* BEGIN *
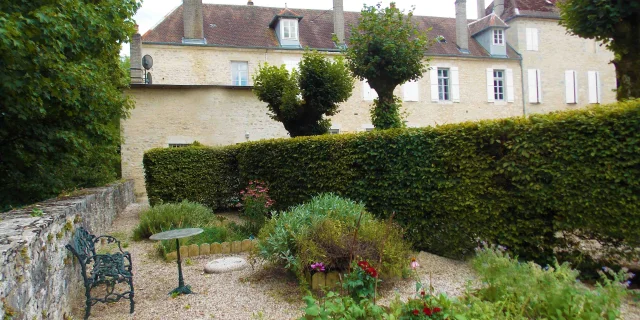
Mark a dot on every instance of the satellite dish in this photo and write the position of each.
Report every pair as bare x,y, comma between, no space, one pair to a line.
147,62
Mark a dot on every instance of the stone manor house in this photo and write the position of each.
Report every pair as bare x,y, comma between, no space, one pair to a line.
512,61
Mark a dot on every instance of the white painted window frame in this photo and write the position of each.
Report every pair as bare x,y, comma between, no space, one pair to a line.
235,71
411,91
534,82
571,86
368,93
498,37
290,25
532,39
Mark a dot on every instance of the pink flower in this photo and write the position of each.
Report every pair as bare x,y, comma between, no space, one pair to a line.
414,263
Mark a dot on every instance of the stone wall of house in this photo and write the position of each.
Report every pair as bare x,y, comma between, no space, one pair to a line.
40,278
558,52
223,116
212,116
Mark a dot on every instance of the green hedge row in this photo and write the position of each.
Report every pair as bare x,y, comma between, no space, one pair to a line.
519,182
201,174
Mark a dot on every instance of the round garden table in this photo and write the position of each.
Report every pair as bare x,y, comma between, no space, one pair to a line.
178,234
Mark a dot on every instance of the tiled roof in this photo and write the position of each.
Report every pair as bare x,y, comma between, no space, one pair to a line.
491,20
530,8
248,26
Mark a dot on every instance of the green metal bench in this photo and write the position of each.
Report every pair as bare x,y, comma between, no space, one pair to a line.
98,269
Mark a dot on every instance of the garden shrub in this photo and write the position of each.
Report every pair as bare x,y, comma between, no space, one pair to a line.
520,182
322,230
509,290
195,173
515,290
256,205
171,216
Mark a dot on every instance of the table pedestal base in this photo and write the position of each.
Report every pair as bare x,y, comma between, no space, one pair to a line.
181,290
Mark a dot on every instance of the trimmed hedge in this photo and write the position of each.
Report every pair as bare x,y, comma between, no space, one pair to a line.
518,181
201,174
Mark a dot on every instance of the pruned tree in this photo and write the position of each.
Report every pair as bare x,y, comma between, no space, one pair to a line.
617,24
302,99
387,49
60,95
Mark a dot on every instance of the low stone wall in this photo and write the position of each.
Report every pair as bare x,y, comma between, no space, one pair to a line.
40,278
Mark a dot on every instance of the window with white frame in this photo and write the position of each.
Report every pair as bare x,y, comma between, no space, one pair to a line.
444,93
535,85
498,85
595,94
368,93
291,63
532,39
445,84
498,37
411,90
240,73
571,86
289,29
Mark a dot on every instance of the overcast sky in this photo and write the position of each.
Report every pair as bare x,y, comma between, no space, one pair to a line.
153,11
* END *
> _Problem_:
Update the entire listing above by replacing every occurrence of "photo" with "image" and reproducing all other text unchanged. Leave the pictures out of your answer.

> _Answer to this task_:
Mark a dot on every instance of the satellite dish in this image and write the position of each.
Report every pair as bare x,y, comma between, no space, one pair to a line.
147,62
Mark a dot on every instance of the stone manor house in this image and write the position of each.
Report every pair as bare x,y, comma between, no space, one pair to a line.
512,61
Mark a dot on every instance of the white painted window frame in this image and write the position of each.
Report every pair as bare x,y, comma between, no space, one pair to a line.
235,71
411,91
534,82
571,86
368,93
498,37
290,25
532,39
Mark a dot on every instance of the pink flower in this image and write the position of each.
Report every pair as bare x,y, comma between, no space, one pair to a line.
414,263
Mark a dot on every instance of the stone wall of house in this image and write the position of each.
Report every pair as bare x,y, comma between, no space, one pair to a line.
40,278
558,52
223,116
212,116
Mark a dot on every instance of the green hedge row in this image and write the position of each.
Report every pair as bare x,y, comma between, no space, one pair to a line.
519,182
201,174
Mark a dot on every instance of the round garden table in this image and write the position of each.
Report every pair as bare x,y, comma between, no space, one pair to a line.
178,234
Mark a dot on every instance of the tiled roof in this image and write the position of each.
Report every pair as bare x,y, comma between, no space, one pair to a line.
491,20
530,8
248,26
Mark a dot on every instance of the green metal bench in this image and write the position of each.
Report every pair as bare x,y, comma between, no space, one pair to a line.
98,269
Mark a dot on every instance of the garden shrub in this image and write the position of each.
Report every pair as bare x,y, comma between, no space, one pair to a line.
520,182
322,230
509,290
195,173
515,290
256,205
171,216
Mark a dot on every instance of the table pedestal base in this image and write the position of each.
Report every pair as bare x,y, comma between, no space, one pair to a line.
181,290
Mark a dot on every instance of the trimmed hedge in this image and write the position of each.
Report every pair as bare x,y, comma between, no space, one pair to a line.
518,181
201,174
Mark a dot on every instance of the pruned tree in this image and write the position of each.
Report every pair as bare x,y, comma between, no space, one pair to a line.
617,24
302,99
387,49
60,95
Mark a dot on every instance of the low stone wall in this image and write the position of each.
Report every pair as bare x,y, comma between, no space, one pair to a line.
40,278
Mark a dot on every instance of the window with white frame in this image and write the position of each.
Report every pair as bare x,y, comma between, no space, one pair to a line.
444,93
535,85
498,85
595,94
368,93
291,63
532,39
445,84
498,37
411,90
240,73
571,86
289,29
Mark a dot on every instance of the overcast sky in this image and write the position of each.
Report every pair as bare x,y, comma between, no space, one pair to a line.
153,11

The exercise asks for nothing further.